Inequity has latitude and longitude.  The city planning power can deal with discrimination, injustice, and inequality in its capacity to manage and govern new land-use choices.  It should not allow these superpowers to negotiate floor area mechanics for fungible cash arrangements.  A New Comprehensive Planning Framework’s promise must outline its goals and objectives with strategies that see all families’ needs at the end of each day. Priorities, projects, and policies should focus on the most vulnerable as a simple matter of honor because it leads to knowing and deciding who we are. However, the City also enters an era of “climate change roulette,” coupled with viral infections.  External forces like these can destroy life anytime and everywhere; thus, every action must prove hope is alive for all.

Policy, Projects, and Priority

Using the term streamlining suggests reorganizing the planning and budget-related actions required by law.  What drives the demand to improve coordination across City agencies for this new outcome? Statements of proof for demand from agencies are needed. What is the evidence of benefits from reorganization?  Who will activate the performance measures? A typical product offered is a reduction in time and direct costs. If these efficiencies are proven, how and with whom are savings shared to balance inequities over the prescribed 10 years?

Community-based planning at the neighborhood level is a resource for establishing a shared vision, a goal that cannot be a waltz-in-waltz-out, three charrettes effort among the 59 districts. The term charrette is not found in the legislation. How is the concept of “shared vision” measured? The plan’s approval is limited to adoption by the City Council.  In the context of proving a broader consensus, it would be presented to the City’s people by the Community District using District Need Statements. Are the presenters and charrette facilitators representing Council Districts? The budget will be examined in Part II.

**Listed entries:**
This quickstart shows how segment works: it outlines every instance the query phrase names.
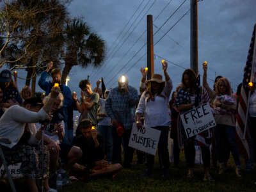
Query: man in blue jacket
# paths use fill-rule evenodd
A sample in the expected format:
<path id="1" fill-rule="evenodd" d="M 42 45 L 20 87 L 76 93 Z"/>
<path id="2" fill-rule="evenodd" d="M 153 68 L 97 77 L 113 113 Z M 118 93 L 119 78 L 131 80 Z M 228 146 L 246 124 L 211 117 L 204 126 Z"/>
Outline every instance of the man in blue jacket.
<path id="1" fill-rule="evenodd" d="M 63 105 L 62 109 L 64 112 L 64 122 L 65 122 L 65 136 L 63 142 L 66 143 L 71 143 L 73 139 L 73 116 L 70 113 L 72 99 L 71 97 L 71 92 L 68 87 L 66 85 L 61 84 L 61 72 L 59 68 L 54 68 L 51 71 L 52 81 L 46 81 L 46 78 L 49 76 L 49 72 L 52 67 L 52 61 L 47 64 L 47 67 L 44 71 L 39 79 L 38 85 L 45 92 L 45 95 L 50 92 L 52 87 L 55 83 L 58 83 L 61 92 L 64 96 Z"/>

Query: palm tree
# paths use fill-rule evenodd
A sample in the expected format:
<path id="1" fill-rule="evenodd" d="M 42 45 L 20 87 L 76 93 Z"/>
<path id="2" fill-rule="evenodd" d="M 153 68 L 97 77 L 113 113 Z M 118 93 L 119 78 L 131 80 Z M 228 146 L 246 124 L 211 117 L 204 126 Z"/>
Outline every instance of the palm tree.
<path id="1" fill-rule="evenodd" d="M 61 83 L 72 67 L 80 65 L 86 68 L 88 65 L 99 66 L 105 58 L 105 43 L 96 33 L 91 33 L 86 23 L 81 19 L 74 19 L 67 24 L 65 29 L 66 50 L 65 67 L 62 72 Z"/>
<path id="2" fill-rule="evenodd" d="M 6 22 L 10 26 L 19 24 L 14 28 L 18 38 L 12 38 L 10 43 L 17 45 L 15 51 L 9 52 L 8 58 L 15 60 L 20 52 L 26 52 L 26 59 L 19 61 L 28 67 L 36 66 L 39 63 L 46 63 L 47 60 L 60 60 L 63 47 L 63 31 L 68 13 L 66 8 L 67 0 L 16 0 L 3 7 L 8 17 Z M 6 11 L 7 10 L 7 11 Z M 0 30 L 4 33 L 4 30 Z M 25 51 L 25 47 L 26 51 Z M 14 47 L 10 48 L 15 48 Z M 13 49 L 9 49 L 11 51 Z M 56 63 L 57 62 L 54 62 Z M 11 65 L 13 65 L 12 63 Z M 26 70 L 26 84 L 29 85 L 32 79 L 32 92 L 35 92 L 35 68 Z"/>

**Problem set:**
1. Answer these questions from the planning text, labeling each answer (a), (b), (c) to match:
(a) How many districts does it mention?
(b) What era does it say the City is entering?
(c) To what is the plan's approval limited?
2. Please say whether each statement agrees with the planning text. Answer yes or no, and quote the words that decide it.
(a) The term charrette appears in the legislation.
(b) The budget is to be examined in Part II.
(c) Savings are to be shared over a prescribed five-year period.
3. Go on with the planning text, starting after its final sentence.
The rows have no connection to the planning text.

**Outputs by task:**
1.
(a) 59 districts
(b) An era of "climate change roulette," coupled with viral infections
(c) Adoption by the City Council

2.
(a) No: "The term charrette is not found in the legislation."
(b) Yes: "The budget will be examined in Part II."
(c) No: "over the prescribed 10 years"

3.
Here is a fun test. What strikes you as “comprehensive” in the following list of some of the significant work conducted by City Planning over the last half-century.   Please, take a moment. 

  1. Plan for New York City. A Proposal (1969) (Critical Issues)
  2. Neighborhood Preservation in New York City (1973)
  3. The New York City Waterfront. (1974)
  4. New York City Waterfront Revitalization Program (1982)
  5. Waterfront Public Access in New York City (1986)
  6. New York City’s Waterfront: A Plan for Development (1988)
  7. Open Space and the Future of New York (1988)
  8. New York City Comprehensive Waterfront Plan (1992)
  9. Plan for the Manhattan Waterfront (1993)
  10. Shaping the City’s Future (1993)
  11. A Greenway Plan for New York City (1993)
  12. Shaping the City’s Future: NYC Planning and Zoning (discussion report) (1993)
  13. New York: The City’s Land Uses (1995)
  14. Comprehensive Manhattan Waterfront Plan (1997)
  15. Recreation and Open Space in New York (1997)
  16. The New Waterfront Revitalization Program (1999)
  17. PlaNYC Greener Greater New York (2007)
  18. New York City: A City of Neighborhoods (2009)
  19. Natural Hazard Mitigation Plan (2009)
  20. Vision 2020. New York Comprehensive Waterfront Plan (2011)
  21. Special Initiative for Rebuilding and Resiliency (SIRR) 2013
  22. The New Housing Marketplace Plan (w/HPD) (from 2003 — 2014)
  23. Housing New York 2.0. (2014) and all of the Consolidated Plans
  24. OneNYC(2014)
  25. One New York. The Plan for a Strong and Just City (2015)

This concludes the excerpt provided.